§ **GIVEN REQUEST**: Count the lines in the rows below that contain the string "swimsuit", treating uppercase and lowercase as different. Reply with the number only.

§ **Data items**:

####################

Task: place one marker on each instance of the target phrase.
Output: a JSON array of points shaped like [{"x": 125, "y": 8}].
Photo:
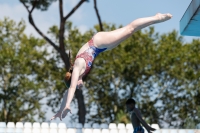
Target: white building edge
[{"x": 190, "y": 22}]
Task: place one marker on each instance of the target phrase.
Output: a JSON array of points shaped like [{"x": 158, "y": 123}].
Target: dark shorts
[{"x": 138, "y": 129}]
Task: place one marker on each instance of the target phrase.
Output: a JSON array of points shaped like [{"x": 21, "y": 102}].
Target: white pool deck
[{"x": 190, "y": 22}]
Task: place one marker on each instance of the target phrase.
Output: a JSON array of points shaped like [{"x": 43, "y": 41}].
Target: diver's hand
[
  {"x": 61, "y": 114},
  {"x": 65, "y": 112}
]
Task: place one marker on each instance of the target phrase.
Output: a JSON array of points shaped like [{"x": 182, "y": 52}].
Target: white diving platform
[{"x": 190, "y": 22}]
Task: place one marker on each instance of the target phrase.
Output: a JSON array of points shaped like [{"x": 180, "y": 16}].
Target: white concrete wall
[{"x": 44, "y": 127}]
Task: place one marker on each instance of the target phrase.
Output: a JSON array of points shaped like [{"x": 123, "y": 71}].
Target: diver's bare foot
[{"x": 163, "y": 17}]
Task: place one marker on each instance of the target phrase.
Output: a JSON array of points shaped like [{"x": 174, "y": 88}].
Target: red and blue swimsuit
[{"x": 89, "y": 55}]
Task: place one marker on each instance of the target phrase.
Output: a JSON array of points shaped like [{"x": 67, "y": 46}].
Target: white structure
[
  {"x": 190, "y": 22},
  {"x": 44, "y": 127}
]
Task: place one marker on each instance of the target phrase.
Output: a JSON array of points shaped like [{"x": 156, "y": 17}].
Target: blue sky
[{"x": 111, "y": 11}]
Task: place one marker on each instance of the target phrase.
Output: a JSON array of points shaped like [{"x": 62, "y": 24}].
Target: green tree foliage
[
  {"x": 160, "y": 71},
  {"x": 26, "y": 76}
]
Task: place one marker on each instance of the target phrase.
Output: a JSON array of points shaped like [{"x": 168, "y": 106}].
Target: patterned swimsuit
[{"x": 89, "y": 55}]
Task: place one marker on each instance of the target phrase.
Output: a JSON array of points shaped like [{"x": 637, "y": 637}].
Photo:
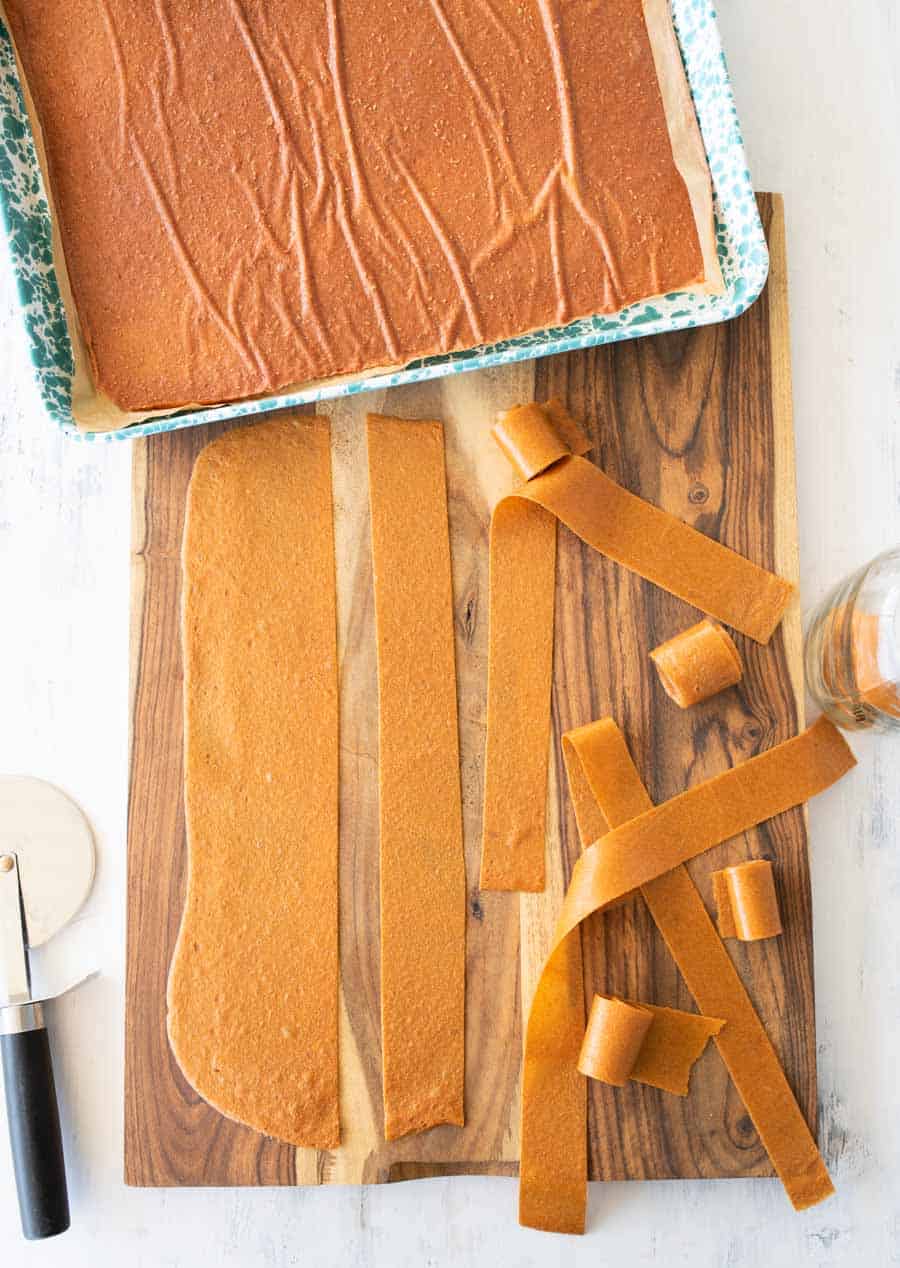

####################

§ **TASK ANSWER**: 2